══ Supplied data ══

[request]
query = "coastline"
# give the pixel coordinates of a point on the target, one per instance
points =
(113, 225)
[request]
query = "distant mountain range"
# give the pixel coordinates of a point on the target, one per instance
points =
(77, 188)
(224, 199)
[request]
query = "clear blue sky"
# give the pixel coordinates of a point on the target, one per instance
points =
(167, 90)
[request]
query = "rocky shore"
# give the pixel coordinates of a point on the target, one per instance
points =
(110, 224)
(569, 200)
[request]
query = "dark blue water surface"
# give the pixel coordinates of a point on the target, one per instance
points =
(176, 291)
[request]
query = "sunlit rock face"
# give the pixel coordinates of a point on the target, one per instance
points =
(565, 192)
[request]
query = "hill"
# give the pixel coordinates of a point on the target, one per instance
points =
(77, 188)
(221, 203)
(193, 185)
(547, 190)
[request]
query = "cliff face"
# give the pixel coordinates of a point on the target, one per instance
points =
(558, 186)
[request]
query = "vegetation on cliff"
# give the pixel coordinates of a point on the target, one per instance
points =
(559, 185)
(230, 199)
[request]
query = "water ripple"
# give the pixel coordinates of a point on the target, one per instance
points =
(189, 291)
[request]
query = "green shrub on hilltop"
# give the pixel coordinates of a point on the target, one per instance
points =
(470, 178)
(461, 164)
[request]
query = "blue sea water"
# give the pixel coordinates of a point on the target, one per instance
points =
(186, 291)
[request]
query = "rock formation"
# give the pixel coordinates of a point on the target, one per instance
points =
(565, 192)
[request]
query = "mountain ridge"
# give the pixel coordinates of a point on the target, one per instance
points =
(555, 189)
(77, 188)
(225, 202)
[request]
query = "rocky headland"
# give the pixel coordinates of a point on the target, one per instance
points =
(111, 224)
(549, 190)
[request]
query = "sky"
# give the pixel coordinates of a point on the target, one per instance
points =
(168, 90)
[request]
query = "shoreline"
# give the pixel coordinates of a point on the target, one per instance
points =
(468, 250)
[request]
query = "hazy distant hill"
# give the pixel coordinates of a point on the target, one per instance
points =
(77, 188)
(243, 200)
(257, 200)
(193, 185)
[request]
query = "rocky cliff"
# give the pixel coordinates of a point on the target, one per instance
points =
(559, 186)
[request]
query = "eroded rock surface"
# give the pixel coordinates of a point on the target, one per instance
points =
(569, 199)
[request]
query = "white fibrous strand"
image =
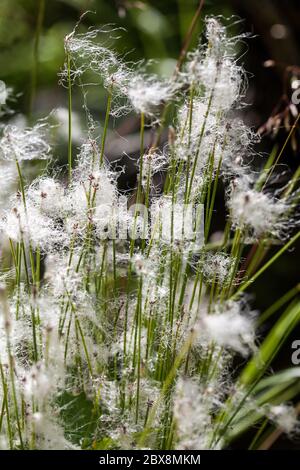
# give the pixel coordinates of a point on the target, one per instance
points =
(257, 211)
(24, 144)
(230, 325)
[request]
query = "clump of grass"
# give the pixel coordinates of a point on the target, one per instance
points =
(117, 333)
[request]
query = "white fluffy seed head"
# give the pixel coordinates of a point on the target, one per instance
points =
(230, 325)
(24, 144)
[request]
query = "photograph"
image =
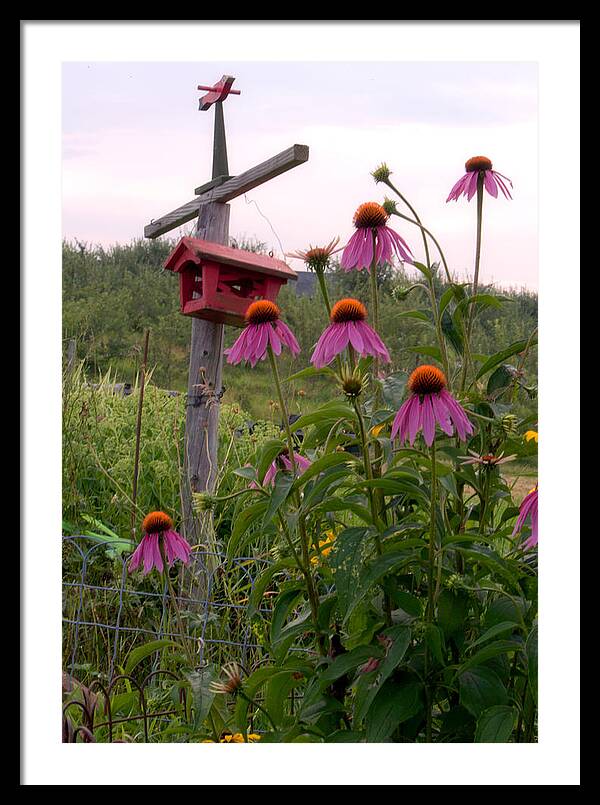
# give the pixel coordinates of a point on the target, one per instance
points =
(298, 397)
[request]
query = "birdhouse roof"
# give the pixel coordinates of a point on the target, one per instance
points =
(197, 249)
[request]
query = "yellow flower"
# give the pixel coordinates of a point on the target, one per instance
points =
(325, 546)
(237, 738)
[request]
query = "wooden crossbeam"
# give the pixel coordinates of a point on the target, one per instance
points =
(230, 189)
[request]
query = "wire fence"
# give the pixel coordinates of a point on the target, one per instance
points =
(108, 612)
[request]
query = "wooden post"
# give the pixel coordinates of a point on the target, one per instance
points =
(138, 435)
(204, 387)
(71, 355)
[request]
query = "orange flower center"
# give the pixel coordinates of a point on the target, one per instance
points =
(426, 380)
(155, 522)
(369, 215)
(261, 312)
(348, 310)
(478, 163)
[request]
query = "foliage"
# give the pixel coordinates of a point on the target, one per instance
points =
(394, 600)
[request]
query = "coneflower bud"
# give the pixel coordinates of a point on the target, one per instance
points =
(381, 173)
(353, 383)
(203, 501)
(508, 423)
(232, 682)
(389, 205)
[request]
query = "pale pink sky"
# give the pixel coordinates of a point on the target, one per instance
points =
(135, 146)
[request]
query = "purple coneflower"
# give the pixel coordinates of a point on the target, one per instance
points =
(348, 327)
(430, 402)
(316, 257)
(488, 460)
(492, 180)
(527, 509)
(158, 526)
(263, 327)
(282, 462)
(371, 218)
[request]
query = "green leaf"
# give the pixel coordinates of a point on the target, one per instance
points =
(452, 612)
(489, 651)
(373, 571)
(277, 692)
(329, 412)
(393, 388)
(263, 581)
(495, 725)
(421, 315)
(500, 357)
(480, 688)
(348, 661)
(310, 371)
(370, 684)
(282, 487)
(267, 455)
(494, 631)
(141, 652)
(324, 463)
(346, 560)
(433, 352)
(532, 661)
(202, 695)
(483, 300)
(452, 329)
(424, 270)
(392, 705)
(499, 381)
(243, 521)
(435, 640)
(286, 601)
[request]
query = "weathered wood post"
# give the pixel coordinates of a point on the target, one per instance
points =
(204, 385)
(206, 348)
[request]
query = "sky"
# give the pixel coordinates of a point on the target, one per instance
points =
(135, 146)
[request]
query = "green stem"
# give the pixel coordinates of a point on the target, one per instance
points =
(372, 502)
(430, 591)
(311, 589)
(324, 292)
(258, 707)
(283, 408)
(471, 312)
(173, 596)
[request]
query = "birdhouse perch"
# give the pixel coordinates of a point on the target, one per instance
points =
(219, 283)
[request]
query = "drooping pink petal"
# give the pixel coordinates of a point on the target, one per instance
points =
(401, 246)
(288, 337)
(356, 338)
(441, 414)
(136, 556)
(274, 339)
(414, 419)
(490, 184)
(358, 252)
(500, 181)
(373, 343)
(428, 420)
(176, 547)
(400, 417)
(471, 188)
(458, 415)
(457, 189)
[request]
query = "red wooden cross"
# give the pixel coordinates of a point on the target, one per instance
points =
(217, 93)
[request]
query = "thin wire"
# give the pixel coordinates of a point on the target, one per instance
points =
(251, 201)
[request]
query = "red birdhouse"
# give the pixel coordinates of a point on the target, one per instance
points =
(219, 283)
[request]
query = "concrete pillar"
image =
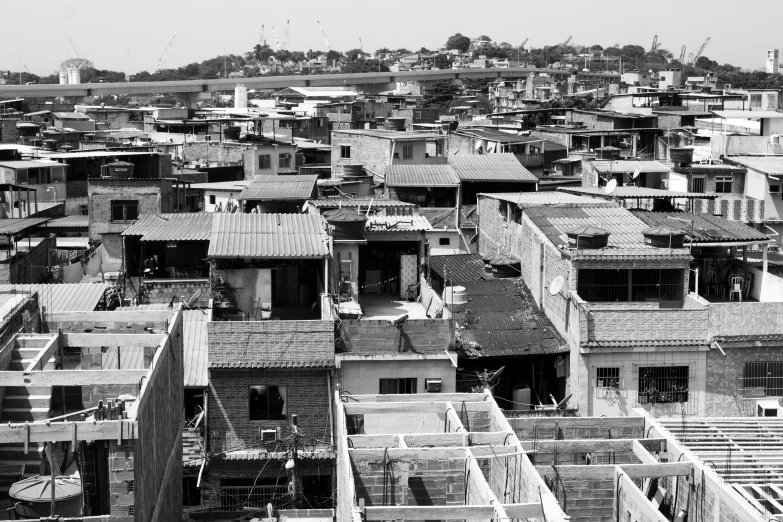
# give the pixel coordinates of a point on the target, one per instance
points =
(240, 97)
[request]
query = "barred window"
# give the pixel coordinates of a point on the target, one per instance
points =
(607, 378)
(663, 384)
(762, 379)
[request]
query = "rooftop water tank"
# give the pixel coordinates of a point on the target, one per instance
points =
(587, 237)
(345, 223)
(36, 494)
(663, 237)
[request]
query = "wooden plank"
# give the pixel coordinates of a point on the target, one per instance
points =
(44, 355)
(429, 512)
(583, 445)
(87, 340)
(72, 377)
(63, 431)
(410, 408)
(408, 453)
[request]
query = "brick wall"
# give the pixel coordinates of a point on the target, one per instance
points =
(415, 335)
(229, 421)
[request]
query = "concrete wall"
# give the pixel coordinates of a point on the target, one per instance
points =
(363, 377)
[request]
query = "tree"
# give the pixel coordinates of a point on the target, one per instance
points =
(459, 42)
(360, 66)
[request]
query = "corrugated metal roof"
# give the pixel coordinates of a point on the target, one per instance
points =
(185, 226)
(750, 115)
(276, 188)
(194, 340)
(268, 236)
(635, 192)
(767, 164)
(623, 166)
(99, 154)
(70, 222)
(11, 226)
(29, 164)
(403, 175)
(706, 227)
(490, 167)
(624, 227)
(79, 297)
(379, 223)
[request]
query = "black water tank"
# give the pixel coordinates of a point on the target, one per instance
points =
(663, 237)
(587, 237)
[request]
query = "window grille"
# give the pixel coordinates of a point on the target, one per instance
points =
(762, 379)
(663, 384)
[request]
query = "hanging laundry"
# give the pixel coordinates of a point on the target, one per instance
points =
(73, 273)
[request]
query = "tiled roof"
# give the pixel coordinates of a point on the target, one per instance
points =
(11, 226)
(502, 320)
(78, 297)
(627, 166)
(459, 268)
(276, 188)
(250, 236)
(185, 226)
(194, 340)
(403, 175)
(490, 167)
(767, 164)
(635, 192)
(378, 223)
(70, 222)
(706, 228)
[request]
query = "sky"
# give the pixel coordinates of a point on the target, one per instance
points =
(124, 36)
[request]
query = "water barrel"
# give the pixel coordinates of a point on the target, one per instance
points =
(36, 494)
(681, 154)
(663, 237)
(505, 266)
(353, 170)
(231, 133)
(118, 170)
(587, 237)
(345, 223)
(455, 295)
(395, 124)
(607, 153)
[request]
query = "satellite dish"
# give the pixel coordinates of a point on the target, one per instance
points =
(556, 285)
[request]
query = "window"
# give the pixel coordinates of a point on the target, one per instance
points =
(607, 378)
(762, 379)
(723, 184)
(697, 184)
(663, 384)
(265, 161)
(397, 386)
(124, 210)
(267, 403)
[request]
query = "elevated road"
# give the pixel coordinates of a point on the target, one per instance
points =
(268, 82)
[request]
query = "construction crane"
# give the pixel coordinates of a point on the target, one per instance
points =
(326, 39)
(277, 41)
(700, 52)
(162, 59)
(655, 46)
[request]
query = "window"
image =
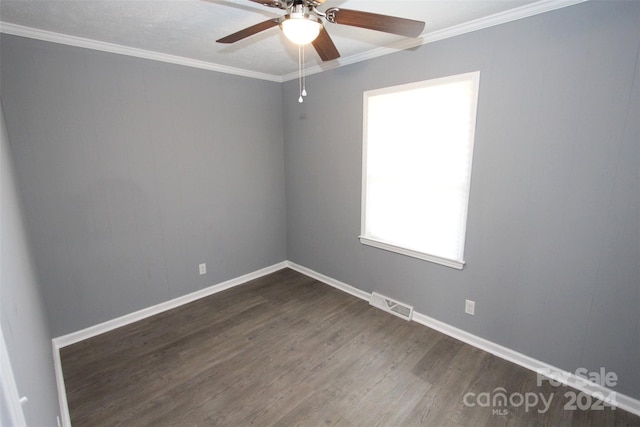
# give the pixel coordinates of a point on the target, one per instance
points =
(417, 152)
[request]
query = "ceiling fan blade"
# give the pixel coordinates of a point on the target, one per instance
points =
(270, 3)
(374, 21)
(325, 47)
(249, 31)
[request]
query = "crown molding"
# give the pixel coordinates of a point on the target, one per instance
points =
(475, 25)
(456, 30)
(50, 36)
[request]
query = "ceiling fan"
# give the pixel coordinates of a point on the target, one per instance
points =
(303, 24)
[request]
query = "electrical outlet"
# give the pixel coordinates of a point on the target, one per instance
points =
(469, 307)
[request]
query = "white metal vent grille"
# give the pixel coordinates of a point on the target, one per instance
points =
(391, 306)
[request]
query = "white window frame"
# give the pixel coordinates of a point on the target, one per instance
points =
(458, 263)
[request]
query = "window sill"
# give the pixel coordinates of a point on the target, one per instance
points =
(458, 265)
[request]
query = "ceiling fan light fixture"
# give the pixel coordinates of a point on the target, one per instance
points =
(301, 28)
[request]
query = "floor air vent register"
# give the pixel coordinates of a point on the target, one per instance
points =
(391, 306)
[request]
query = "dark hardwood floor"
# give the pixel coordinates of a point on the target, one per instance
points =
(288, 350)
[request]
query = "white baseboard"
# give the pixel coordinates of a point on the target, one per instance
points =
(118, 322)
(621, 401)
(329, 281)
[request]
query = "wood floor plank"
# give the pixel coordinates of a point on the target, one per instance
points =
(287, 350)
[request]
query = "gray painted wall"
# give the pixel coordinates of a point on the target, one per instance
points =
(22, 315)
(133, 172)
(553, 240)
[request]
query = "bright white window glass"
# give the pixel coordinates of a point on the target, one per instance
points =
(417, 153)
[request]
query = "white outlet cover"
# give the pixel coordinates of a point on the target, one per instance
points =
(469, 307)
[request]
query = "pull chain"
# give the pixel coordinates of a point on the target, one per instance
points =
(301, 78)
(304, 79)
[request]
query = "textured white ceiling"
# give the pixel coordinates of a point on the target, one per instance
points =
(189, 28)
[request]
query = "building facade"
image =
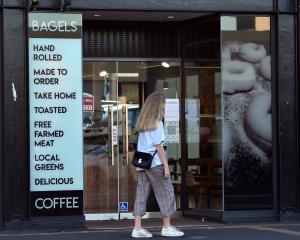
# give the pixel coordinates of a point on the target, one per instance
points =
(229, 72)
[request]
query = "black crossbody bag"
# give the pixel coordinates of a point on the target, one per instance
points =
(142, 160)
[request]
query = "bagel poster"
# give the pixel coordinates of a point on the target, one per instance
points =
(55, 92)
(247, 116)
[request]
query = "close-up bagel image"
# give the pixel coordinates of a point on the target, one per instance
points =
(247, 112)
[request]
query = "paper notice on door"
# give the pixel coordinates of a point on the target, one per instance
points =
(172, 110)
(172, 132)
(115, 135)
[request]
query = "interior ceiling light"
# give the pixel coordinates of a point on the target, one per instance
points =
(165, 85)
(102, 73)
(165, 64)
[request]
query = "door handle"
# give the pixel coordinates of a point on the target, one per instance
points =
(111, 157)
(125, 134)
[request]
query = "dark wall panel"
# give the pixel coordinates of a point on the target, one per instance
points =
(15, 3)
(170, 5)
(15, 122)
(287, 114)
(286, 5)
(1, 125)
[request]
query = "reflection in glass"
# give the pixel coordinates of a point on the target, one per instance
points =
(113, 95)
(203, 135)
(100, 92)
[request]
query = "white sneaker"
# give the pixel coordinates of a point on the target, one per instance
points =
(171, 232)
(141, 233)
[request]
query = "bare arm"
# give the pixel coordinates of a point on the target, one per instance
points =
(161, 154)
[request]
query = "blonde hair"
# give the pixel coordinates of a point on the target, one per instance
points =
(152, 112)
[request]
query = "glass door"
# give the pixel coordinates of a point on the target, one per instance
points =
(114, 92)
(100, 108)
(203, 136)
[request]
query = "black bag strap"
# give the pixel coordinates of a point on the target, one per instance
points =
(138, 143)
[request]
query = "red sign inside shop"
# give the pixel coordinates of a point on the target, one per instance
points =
(88, 103)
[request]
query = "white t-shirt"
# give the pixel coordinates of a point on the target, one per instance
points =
(147, 141)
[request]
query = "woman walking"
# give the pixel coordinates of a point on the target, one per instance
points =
(151, 139)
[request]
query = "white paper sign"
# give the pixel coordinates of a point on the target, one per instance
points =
(172, 110)
(55, 84)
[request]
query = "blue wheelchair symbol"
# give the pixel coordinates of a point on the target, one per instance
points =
(124, 206)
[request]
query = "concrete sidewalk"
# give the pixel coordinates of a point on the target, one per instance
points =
(194, 229)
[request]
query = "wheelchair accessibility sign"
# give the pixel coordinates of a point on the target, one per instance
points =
(123, 206)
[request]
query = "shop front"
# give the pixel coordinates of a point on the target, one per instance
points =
(89, 72)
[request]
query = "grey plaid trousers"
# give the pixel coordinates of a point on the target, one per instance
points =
(163, 190)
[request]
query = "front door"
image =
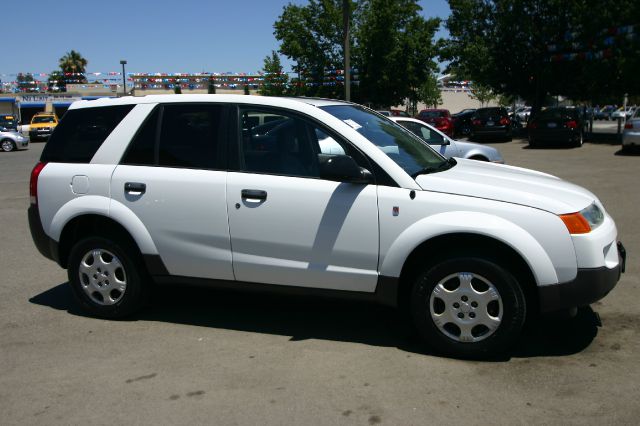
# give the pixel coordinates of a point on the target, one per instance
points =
(290, 227)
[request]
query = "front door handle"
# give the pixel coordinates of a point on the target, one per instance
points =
(254, 194)
(135, 188)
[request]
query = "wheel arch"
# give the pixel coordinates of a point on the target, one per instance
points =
(446, 246)
(95, 225)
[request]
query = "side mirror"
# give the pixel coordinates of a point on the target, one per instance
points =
(343, 168)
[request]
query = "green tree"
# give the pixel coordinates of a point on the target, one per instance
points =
(484, 94)
(394, 51)
(392, 48)
(275, 79)
(55, 82)
(429, 92)
(73, 66)
(311, 36)
(26, 83)
(533, 49)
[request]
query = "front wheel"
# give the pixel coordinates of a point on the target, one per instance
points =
(7, 145)
(105, 277)
(468, 307)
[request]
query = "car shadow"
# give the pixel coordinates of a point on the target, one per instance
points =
(628, 153)
(304, 318)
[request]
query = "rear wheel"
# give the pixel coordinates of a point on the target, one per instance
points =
(468, 307)
(7, 145)
(105, 278)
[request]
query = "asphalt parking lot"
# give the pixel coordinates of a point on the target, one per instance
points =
(210, 357)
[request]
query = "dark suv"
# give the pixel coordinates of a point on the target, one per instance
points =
(491, 123)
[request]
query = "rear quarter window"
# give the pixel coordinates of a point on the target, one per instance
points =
(81, 132)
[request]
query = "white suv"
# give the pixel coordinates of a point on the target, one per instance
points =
(325, 198)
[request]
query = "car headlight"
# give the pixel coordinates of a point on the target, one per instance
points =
(594, 215)
(584, 221)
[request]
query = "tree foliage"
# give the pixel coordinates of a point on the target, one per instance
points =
(533, 48)
(26, 82)
(392, 48)
(73, 68)
(483, 94)
(429, 92)
(275, 79)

═══

What this task involves => Identify every line above that contains the word "dark" and copy each one.

The solution =>
query = "dark blue water surface"
query = "dark hardwood floor"
query = "dark wall panel"
query = "dark suv"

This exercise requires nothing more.